◆ **Short task**
Return the portion of the contest announcement from "Another suggestion is" to "to the messages.", reproduced word for word.

◆ **Provided text**
Hello all,
After reading over a few comments on a write of mine, comments from poets at this site that whose opinions I really appreciate, I had an idea for a contest. This is the contest:
The rules are simple, fix this write. Whatever you think will fix this write of mine do it. If it is spelling, grammar, rhyme, meter......whatever you think needs to be corrected. If it means changing the words, lines or anything you see, as long as the tale stays in tact.
Another suggestion is keep the swearing to a very slight minimum or none would be great, I like for most everyone to be able to enjoy poetry. If you feel the need to use a lot of language then please find another contest because I shall be marking off for the use of it.
I will award 500 points to a single person whom I think did the best job on correcting the write. So it is all or nothing, no second place here, just the best pirate.
If you have any questions about any part of this just send me a message, I check in fairly often and will respond to the messages.
Thank each of you for looking at this and the best of luck to ya. Have fun with it.

Object point labels:
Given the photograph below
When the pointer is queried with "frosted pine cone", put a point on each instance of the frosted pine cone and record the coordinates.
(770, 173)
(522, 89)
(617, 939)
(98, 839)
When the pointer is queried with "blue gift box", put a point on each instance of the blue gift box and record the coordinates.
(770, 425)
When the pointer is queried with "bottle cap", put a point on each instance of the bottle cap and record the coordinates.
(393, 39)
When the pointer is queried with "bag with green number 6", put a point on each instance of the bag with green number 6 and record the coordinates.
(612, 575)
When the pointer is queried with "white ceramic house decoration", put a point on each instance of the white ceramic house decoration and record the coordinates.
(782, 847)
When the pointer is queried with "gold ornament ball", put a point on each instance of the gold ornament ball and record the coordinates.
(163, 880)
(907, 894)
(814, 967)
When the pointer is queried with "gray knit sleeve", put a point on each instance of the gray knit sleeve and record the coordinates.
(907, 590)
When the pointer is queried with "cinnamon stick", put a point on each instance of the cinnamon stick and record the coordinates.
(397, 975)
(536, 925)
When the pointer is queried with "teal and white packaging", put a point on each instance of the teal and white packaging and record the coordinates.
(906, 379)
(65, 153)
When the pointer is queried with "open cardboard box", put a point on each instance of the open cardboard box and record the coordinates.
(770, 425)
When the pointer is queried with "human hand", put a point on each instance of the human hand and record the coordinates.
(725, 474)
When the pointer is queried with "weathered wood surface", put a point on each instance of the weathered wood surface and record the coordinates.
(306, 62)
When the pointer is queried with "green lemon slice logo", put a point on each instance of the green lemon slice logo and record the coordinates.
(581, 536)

◆ **Output**
Another suggestion is keep the swearing to a very slight minimum or none would be great, I like for most everyone to be able to enjoy poetry. If you feel the need to use a lot of language then please find another contest because I shall be marking off for the use of it.
I will award 500 points to a single person whom I think did the best job on correcting the write. So it is all or nothing, no second place here, just the best pirate.
If you have any questions about any part of this just send me a message, I check in fairly often and will respond to the messages.